◆ **DIRECTIONS**: Rename "box_format" to "coordinate_format" everywhere in the items below. Leave every other character as it is.

Bounding-box records:
:::::

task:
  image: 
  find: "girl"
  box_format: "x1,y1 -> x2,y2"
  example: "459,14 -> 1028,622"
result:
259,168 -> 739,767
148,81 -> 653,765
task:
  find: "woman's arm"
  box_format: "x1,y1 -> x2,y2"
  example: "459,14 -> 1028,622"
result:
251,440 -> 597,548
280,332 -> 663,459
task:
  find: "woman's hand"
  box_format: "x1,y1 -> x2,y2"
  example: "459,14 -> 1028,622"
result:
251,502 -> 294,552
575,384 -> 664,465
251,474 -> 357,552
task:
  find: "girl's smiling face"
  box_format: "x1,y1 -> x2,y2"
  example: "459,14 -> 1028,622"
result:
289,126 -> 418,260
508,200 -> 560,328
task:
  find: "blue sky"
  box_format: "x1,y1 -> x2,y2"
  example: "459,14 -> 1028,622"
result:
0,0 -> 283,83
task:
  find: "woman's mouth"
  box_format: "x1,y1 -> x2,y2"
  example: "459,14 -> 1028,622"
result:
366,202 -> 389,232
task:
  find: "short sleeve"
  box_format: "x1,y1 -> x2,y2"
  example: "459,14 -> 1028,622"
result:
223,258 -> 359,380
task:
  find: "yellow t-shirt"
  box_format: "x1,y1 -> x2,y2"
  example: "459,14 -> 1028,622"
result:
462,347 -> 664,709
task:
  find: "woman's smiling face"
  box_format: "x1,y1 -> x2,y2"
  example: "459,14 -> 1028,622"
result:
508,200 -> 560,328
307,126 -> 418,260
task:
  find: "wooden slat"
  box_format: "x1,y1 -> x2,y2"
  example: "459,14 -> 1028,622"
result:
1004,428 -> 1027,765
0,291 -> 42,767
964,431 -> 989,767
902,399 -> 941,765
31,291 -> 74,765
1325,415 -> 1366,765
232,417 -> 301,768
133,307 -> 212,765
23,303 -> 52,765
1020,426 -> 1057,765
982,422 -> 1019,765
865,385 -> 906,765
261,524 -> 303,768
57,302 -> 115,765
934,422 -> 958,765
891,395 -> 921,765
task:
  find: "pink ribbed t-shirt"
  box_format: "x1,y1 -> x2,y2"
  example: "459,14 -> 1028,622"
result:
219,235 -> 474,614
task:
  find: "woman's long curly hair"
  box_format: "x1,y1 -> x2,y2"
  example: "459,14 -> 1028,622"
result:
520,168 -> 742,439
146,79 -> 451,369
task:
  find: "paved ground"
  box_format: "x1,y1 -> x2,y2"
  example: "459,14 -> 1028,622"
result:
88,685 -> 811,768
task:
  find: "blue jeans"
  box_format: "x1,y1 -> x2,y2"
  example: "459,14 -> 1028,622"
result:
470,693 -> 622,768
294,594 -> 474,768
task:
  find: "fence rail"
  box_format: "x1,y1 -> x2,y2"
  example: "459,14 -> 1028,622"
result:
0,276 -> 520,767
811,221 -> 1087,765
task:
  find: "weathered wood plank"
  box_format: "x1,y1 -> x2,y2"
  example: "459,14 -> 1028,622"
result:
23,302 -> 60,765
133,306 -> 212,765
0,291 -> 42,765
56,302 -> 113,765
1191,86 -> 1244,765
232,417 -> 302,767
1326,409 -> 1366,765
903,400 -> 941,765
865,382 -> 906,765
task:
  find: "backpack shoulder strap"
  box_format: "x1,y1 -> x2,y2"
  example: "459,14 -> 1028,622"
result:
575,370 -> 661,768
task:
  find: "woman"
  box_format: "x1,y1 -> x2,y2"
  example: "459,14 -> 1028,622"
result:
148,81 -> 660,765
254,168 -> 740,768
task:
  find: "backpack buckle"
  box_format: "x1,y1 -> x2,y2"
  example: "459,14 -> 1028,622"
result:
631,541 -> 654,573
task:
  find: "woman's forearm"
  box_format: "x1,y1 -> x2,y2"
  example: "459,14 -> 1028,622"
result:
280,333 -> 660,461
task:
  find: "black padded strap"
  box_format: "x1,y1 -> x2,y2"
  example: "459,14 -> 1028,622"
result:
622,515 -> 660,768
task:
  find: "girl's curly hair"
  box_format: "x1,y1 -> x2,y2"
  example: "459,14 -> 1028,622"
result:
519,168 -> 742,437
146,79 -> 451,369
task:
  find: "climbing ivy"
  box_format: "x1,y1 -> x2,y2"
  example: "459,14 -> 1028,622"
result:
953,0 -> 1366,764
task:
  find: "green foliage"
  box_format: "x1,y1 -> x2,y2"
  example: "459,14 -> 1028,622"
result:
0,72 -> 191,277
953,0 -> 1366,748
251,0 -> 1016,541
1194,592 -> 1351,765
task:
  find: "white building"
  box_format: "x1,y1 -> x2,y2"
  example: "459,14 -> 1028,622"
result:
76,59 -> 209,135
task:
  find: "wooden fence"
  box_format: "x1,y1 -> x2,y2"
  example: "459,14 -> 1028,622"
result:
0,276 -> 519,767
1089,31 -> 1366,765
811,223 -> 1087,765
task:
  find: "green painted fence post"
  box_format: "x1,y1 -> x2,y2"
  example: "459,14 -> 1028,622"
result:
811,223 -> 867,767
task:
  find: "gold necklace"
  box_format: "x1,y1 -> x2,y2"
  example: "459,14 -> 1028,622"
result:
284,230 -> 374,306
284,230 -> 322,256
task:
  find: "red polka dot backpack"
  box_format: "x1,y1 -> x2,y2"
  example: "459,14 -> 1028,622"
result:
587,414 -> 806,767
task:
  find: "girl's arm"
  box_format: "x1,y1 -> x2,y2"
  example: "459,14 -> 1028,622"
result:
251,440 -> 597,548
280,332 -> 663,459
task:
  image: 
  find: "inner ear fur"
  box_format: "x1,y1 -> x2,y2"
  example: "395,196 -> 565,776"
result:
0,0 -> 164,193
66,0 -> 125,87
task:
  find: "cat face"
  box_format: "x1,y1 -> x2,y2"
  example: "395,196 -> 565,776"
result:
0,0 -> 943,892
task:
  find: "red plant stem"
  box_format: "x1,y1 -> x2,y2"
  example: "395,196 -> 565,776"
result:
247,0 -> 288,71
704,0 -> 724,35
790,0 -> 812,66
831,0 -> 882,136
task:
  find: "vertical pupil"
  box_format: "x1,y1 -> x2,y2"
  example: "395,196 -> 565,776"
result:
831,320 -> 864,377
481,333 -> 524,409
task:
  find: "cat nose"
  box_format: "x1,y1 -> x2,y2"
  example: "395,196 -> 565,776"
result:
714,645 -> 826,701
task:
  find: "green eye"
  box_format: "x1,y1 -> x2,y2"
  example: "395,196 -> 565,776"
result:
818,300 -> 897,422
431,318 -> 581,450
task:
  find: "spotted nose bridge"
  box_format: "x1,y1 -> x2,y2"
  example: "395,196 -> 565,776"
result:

:::::

◆ **FINISHED EXERCISE**:
task:
  image: 
  find: "girl"
  coordinate_format: "x1,y1 -> x2,y2"
  example: "459,14 -> 1028,622"
result:
259,168 -> 739,767
148,81 -> 653,765
task:
  find: "woman's arm"
  coordinate_format: "x1,y1 -> x2,y2"
  example: "459,14 -> 1028,622"
result:
251,440 -> 597,548
280,332 -> 663,459
task:
  find: "woman's hand"
  coordinate_format: "x1,y1 -> x2,y2"
  example: "459,14 -> 1028,622"
result:
251,502 -> 294,552
575,384 -> 664,465
251,474 -> 357,552
task:
  find: "girl's smiling face"
  coordinate_format: "x1,y1 -> x2,y2"
  example: "459,14 -> 1028,622"
result:
289,126 -> 418,260
508,200 -> 560,328
task:
  find: "blue sky"
  coordinate_format: "x1,y1 -> x2,y2"
  example: "459,14 -> 1028,622"
result:
0,0 -> 283,83
task:
  find: "woman's mouth"
  coordinate_format: "x1,y1 -> x2,y2"
  example: "459,14 -> 1028,622"
result:
366,202 -> 389,232
task:
  find: "short sleeve"
  coordinate_format: "x1,y1 -> x2,y2"
  example: "459,14 -> 1028,622"
result:
223,258 -> 359,380
task:
  find: "yellow t-shirt"
  coordinate_format: "x1,y1 -> x2,y2"
  example: "459,14 -> 1028,622"
result:
462,347 -> 664,709
task:
  find: "woman's smiling face"
  coordinate_format: "x1,y1 -> x2,y2"
  example: "459,14 -> 1028,622"
result:
508,200 -> 560,328
307,126 -> 418,260
task:
  find: "wooden slat"
  coordinate_format: "x1,y1 -> x2,y2"
  example: "459,14 -> 1028,622"
result:
1004,428 -> 1027,765
0,291 -> 42,767
964,431 -> 989,767
902,399 -> 941,765
31,291 -> 74,765
1325,415 -> 1366,765
232,417 -> 301,768
133,307 -> 212,765
23,303 -> 52,765
1020,426 -> 1057,765
982,422 -> 1019,765
865,385 -> 906,765
261,524 -> 303,768
57,302 -> 115,765
934,422 -> 958,765
891,395 -> 921,765
task:
  find: "pink ribbed t-shirt"
  coordinate_format: "x1,y1 -> x2,y2"
  example: "459,14 -> 1028,622"
result:
219,235 -> 474,614
task:
  find: "woman's long curly hair"
  coordinate_format: "x1,y1 -> x2,y2"
  example: "459,14 -> 1028,622"
result:
520,168 -> 742,439
146,79 -> 451,369
task:
  find: "paved ground"
  coordinate_format: "x1,y1 -> x2,y2"
  example: "459,14 -> 1028,622"
result:
88,685 -> 811,768
task:
  find: "blue jeans"
  coordinate_format: "x1,y1 -> x2,y2"
  example: "459,14 -> 1028,622"
result:
470,693 -> 622,768
294,594 -> 474,768
task:
  find: "fence rail"
  coordinate_format: "x1,y1 -> x2,y2"
  example: "459,14 -> 1028,622"
result:
0,276 -> 520,767
811,221 -> 1087,765
task:
  find: "weathered wood plank"
  coordinate_format: "x1,y1 -> x2,y2"
  example: "459,14 -> 1028,622"
result:
23,302 -> 60,765
133,306 -> 212,765
0,291 -> 42,765
56,302 -> 113,765
1191,86 -> 1244,765
232,417 -> 302,767
1326,409 -> 1366,765
903,400 -> 941,765
865,382 -> 906,765
task:
  find: "backpack shoulder strap"
  coordinate_format: "x1,y1 -> x2,y2"
  example: "459,14 -> 1028,622"
result:
575,370 -> 661,768
task:
  find: "woman"
  coordinate_format: "x1,y1 -> x2,y2"
  example: "459,14 -> 1028,622"
result:
148,81 -> 660,765
254,168 -> 740,768
task:
  find: "backpack buckle"
  coordinate_format: "x1,y1 -> x2,y2"
  example: "459,14 -> 1028,622"
result:
631,541 -> 654,573
task:
  find: "woman's forearm"
  coordinate_format: "x1,y1 -> x2,y2"
  example: "459,14 -> 1028,622"
result:
280,333 -> 660,461
task:
  find: "black padded strap"
  coordinate_format: "x1,y1 -> x2,y2"
  example: "459,14 -> 1028,622"
result:
622,515 -> 660,768
task:
  find: "girl's curly hair"
  coordinate_format: "x1,y1 -> x2,y2"
  example: "459,14 -> 1028,622"
result:
519,168 -> 742,437
146,79 -> 451,369
task:
  find: "climbing ivy"
  coordinate_format: "x1,y1 -> x2,y2"
  example: "459,14 -> 1028,622"
result:
953,0 -> 1366,764
task:
  find: "green foliage"
  coordinate_format: "x1,y1 -> x2,y2"
  example: "459,14 -> 1028,622"
result:
0,72 -> 191,277
953,0 -> 1366,748
251,0 -> 1016,541
1194,592 -> 1351,765
task:
  find: "white building"
  coordinate_format: "x1,y1 -> x2,y2"
  example: "459,14 -> 1028,622"
result:
76,59 -> 209,135
task:
  find: "wooden fence"
  coordinate_format: "x1,y1 -> x2,y2"
  example: "459,14 -> 1028,622"
result:
0,276 -> 519,767
1089,31 -> 1366,765
811,223 -> 1087,765
task:
  find: "green painted fence post"
  coordinate_format: "x1,y1 -> x2,y2"
  example: "459,14 -> 1028,622"
result:
811,223 -> 867,767
task:
  find: "gold necklace"
  coordinate_format: "x1,y1 -> x2,y2"
  example: "459,14 -> 1028,622"
result:
284,230 -> 374,306
284,230 -> 322,256
task:
  find: "red polka dot backpack"
  coordinate_format: "x1,y1 -> x2,y2"
  example: "459,14 -> 1028,622"
result:
587,414 -> 806,767
task:
  find: "girl's arm"
  coordinate_format: "x1,y1 -> x2,y2"
  example: "459,14 -> 1028,622"
result:
251,440 -> 597,548
280,332 -> 663,459
task:
  image: 
  find: "inner ear fur"
  coordinate_format: "x1,y1 -> x2,y2"
  example: "395,196 -> 565,776"
result:
0,0 -> 164,193
66,0 -> 125,87
task:
  find: "cat face"
  coordinate_format: "x1,y1 -> x2,y2"
  example: "395,196 -> 565,776"
result:
0,0 -> 943,892
task:
  find: "red plant stem"
  coordinate_format: "x1,y1 -> x2,y2"
  example: "395,196 -> 565,776"
result:
247,0 -> 288,71
704,0 -> 724,35
790,0 -> 812,66
831,0 -> 882,136
task:
  find: "vertical pupil"
  coordinate_format: "x1,y1 -> x2,y2"
  example: "395,196 -> 565,776"
result:
831,320 -> 864,377
481,333 -> 524,409
task:
  find: "cat nose"
  coordinate_format: "x1,y1 -> x2,y2"
  example: "395,196 -> 565,776"
result:
714,645 -> 826,701
task:
  find: "green eye"
  coordinate_format: "x1,y1 -> x2,y2"
  example: "395,196 -> 565,776"
result:
818,300 -> 897,422
431,318 -> 581,450
task:
  find: "spotted nose bridge"
  coordinate_format: "x1,y1 -> x2,y2"
  example: "395,196 -> 565,776"
result:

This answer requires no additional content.